Written problem – Render the rows as a JSON list of strings, one string per line, beginning with the line containing "detect night sky | output bbox" and running through the line containing "[269,231,560,314]". Leave out blank lines and the pictures.

Material –
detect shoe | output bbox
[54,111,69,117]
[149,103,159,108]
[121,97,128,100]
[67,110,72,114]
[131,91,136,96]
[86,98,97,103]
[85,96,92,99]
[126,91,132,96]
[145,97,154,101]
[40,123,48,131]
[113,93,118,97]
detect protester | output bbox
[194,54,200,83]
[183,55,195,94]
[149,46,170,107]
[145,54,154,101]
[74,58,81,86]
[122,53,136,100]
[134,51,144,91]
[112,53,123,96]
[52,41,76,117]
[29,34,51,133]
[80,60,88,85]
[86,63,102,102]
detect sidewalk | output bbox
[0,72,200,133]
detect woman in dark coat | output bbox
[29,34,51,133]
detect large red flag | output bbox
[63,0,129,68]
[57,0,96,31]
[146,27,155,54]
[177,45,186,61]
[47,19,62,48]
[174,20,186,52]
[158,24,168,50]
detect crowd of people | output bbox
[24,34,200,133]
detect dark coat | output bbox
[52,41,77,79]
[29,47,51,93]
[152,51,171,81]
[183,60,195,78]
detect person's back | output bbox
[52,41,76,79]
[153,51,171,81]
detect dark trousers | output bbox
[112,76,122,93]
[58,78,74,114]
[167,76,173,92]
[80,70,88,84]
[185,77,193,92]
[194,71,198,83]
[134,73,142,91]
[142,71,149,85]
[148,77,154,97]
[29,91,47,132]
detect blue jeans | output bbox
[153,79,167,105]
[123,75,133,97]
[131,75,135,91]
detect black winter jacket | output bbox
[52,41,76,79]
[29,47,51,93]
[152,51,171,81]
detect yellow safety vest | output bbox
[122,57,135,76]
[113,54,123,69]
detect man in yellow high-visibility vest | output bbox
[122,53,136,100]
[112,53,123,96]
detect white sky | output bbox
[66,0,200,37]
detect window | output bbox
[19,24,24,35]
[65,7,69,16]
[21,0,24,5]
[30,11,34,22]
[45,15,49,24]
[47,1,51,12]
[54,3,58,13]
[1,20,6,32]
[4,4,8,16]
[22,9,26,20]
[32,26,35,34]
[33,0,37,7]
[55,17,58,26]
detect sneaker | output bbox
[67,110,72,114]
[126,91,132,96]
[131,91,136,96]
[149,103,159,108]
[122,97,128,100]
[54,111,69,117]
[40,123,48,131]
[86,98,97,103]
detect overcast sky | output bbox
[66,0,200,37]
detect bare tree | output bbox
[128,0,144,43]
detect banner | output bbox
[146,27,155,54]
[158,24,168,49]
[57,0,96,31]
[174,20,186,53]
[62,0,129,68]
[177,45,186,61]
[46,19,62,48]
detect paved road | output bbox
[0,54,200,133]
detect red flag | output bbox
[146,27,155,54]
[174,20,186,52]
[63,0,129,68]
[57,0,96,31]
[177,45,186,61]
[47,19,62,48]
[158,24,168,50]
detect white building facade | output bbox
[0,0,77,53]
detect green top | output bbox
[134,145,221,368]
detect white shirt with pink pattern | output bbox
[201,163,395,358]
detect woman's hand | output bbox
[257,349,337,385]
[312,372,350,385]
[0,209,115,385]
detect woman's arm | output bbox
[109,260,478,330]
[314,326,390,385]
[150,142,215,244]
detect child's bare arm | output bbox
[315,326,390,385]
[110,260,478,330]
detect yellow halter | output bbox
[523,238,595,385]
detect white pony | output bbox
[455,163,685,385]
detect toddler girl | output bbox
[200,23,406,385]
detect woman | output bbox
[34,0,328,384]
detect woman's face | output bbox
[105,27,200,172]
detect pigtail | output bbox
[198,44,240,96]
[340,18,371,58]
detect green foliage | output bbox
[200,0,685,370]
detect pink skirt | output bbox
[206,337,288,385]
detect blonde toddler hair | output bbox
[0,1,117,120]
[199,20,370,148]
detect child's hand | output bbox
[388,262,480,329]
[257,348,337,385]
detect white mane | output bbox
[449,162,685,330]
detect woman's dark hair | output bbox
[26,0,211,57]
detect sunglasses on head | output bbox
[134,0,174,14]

==

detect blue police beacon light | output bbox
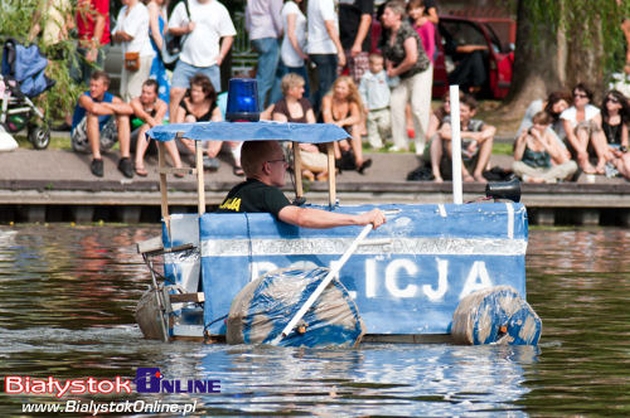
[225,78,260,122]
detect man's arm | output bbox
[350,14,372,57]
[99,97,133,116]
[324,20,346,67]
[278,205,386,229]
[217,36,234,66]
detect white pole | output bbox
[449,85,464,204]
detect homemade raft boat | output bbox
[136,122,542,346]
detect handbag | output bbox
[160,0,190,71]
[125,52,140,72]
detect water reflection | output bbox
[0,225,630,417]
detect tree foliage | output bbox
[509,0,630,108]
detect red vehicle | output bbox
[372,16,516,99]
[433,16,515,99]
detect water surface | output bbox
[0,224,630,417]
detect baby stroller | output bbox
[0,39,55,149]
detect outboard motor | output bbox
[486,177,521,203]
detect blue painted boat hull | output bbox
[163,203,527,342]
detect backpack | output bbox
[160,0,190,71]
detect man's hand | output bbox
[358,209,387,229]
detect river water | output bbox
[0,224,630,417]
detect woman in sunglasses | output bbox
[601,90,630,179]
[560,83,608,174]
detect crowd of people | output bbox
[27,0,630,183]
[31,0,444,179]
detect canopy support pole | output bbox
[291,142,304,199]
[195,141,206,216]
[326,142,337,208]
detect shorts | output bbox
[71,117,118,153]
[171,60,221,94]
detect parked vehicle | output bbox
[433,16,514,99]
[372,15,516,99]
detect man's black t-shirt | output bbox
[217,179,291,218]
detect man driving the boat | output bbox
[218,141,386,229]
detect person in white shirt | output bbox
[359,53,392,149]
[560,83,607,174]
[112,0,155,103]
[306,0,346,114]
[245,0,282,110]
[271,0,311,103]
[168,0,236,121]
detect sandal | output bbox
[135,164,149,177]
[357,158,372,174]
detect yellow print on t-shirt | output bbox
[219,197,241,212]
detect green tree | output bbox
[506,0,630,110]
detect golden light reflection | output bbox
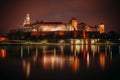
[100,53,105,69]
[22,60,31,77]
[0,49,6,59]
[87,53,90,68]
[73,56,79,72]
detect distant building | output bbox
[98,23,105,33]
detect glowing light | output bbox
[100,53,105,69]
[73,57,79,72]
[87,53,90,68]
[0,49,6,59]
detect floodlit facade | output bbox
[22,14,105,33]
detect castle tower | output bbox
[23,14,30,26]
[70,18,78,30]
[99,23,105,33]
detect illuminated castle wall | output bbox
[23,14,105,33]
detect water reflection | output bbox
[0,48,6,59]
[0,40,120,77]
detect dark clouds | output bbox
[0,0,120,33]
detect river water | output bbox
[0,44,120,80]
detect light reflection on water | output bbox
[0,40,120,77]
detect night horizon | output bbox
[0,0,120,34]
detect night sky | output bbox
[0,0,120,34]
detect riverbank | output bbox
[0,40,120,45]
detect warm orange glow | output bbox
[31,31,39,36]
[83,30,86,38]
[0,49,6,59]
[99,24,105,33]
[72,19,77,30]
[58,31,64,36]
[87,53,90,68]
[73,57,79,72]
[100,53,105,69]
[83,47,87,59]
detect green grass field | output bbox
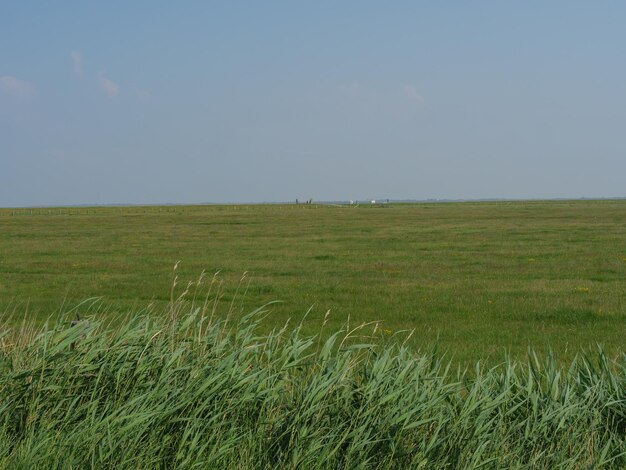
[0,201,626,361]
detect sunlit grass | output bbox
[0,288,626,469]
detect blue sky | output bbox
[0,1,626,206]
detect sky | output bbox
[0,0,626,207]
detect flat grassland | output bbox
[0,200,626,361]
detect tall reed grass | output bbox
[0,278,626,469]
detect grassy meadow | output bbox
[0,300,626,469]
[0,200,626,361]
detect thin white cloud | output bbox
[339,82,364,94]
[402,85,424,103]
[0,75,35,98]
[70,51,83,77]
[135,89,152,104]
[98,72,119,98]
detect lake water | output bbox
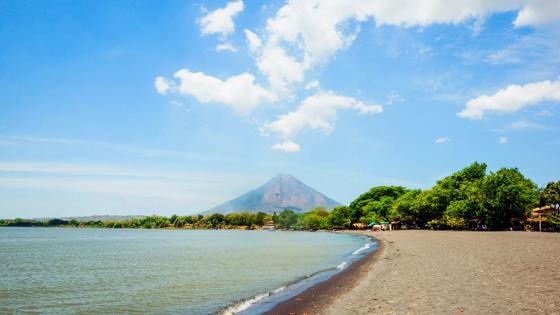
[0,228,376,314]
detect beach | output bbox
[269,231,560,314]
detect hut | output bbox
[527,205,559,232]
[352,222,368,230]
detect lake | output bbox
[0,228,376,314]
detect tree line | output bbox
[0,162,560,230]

Response below –
[
  "detect night sky | output bbox",
  "[0,0,120,34]",
  "detect riverbank | output bbox",
  "[0,40,120,45]",
  "detect warm orange glow | output bbox",
  "[31,31,39,36]",
  "[83,30,86,38]",
  "[0,49,6,59]",
  "[99,24,105,33]",
  "[72,19,77,30]",
  "[58,31,64,36]",
  "[87,53,90,68]",
  "[73,57,79,72]",
  "[100,53,105,69]",
  "[83,47,87,59]",
  "detect green grass field | output bbox",
  "[0,201,626,361]",
  "detect sunlit grass | output bbox",
  "[0,288,626,469]",
  "detect blue sky | output bbox",
  "[0,1,626,206]",
  "detect sky | output bbox",
  "[0,0,626,207]",
  "detect flat grassland | output bbox",
  "[0,200,626,361]",
  "detect tall reed grass | output bbox",
  "[0,278,626,469]",
  "detect grassy meadow | output bbox",
  "[0,300,626,469]",
  "[0,200,626,361]",
  "detect thin white cloud | output bbox",
  "[339,82,364,94]",
  "[402,85,424,103]",
  "[0,75,35,98]",
  "[70,51,83,77]",
  "[135,89,152,104]",
  "[98,72,119,98]",
  "detect lake water | output bbox",
  "[0,228,376,314]",
  "detect beach | output bbox",
  "[269,231,560,314]"
]